◆ **Given request**
Pick out every line in the listing below that contains the string "sleeve", matching case exactly, and copy those lines.

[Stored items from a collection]

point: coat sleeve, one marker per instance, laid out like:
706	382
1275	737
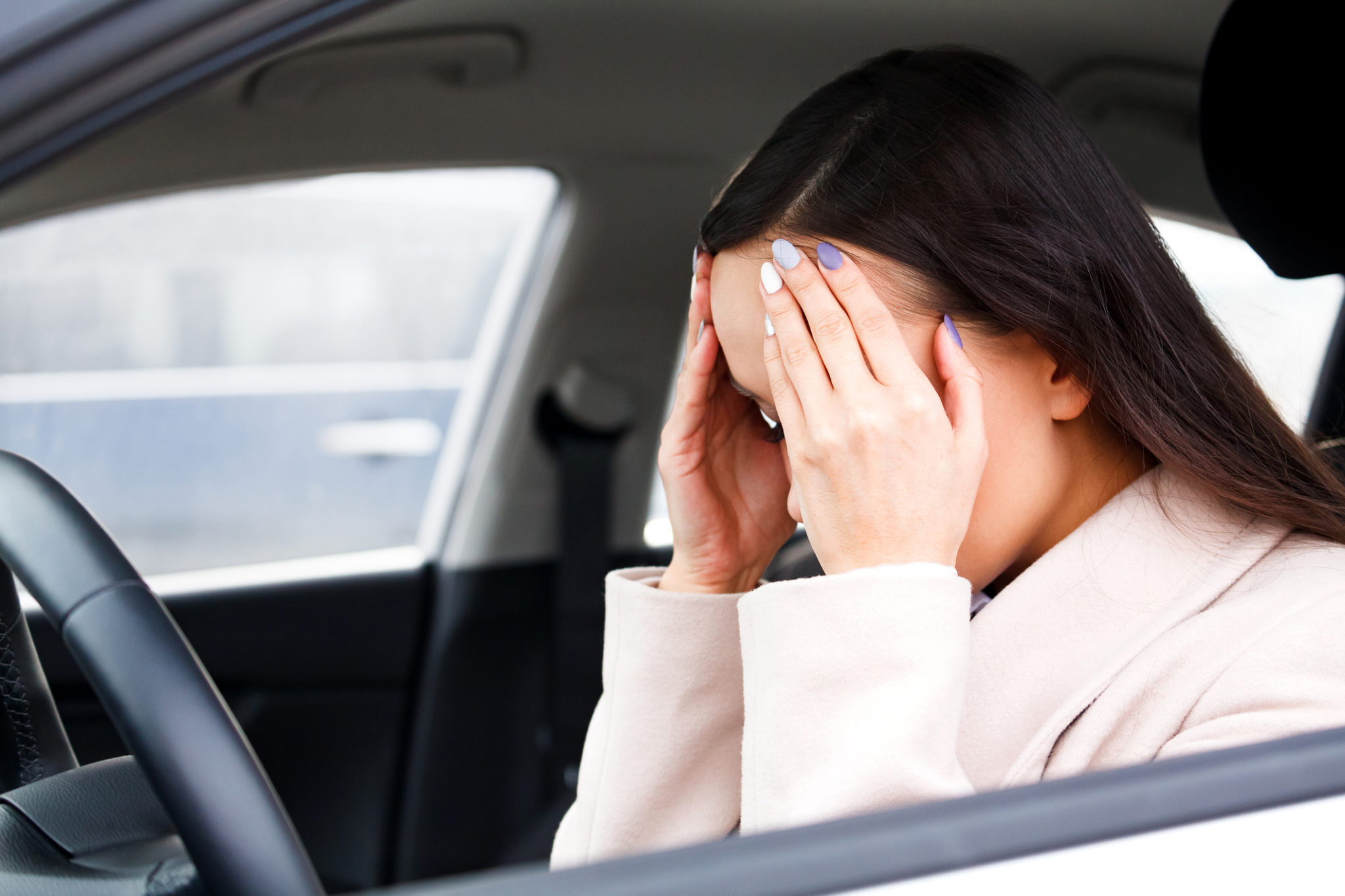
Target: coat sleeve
853	694
661	762
1289	681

◆ **Exercise result**
point: coat sleeve, one marker per instance, laid out like:
Target: coat sleeve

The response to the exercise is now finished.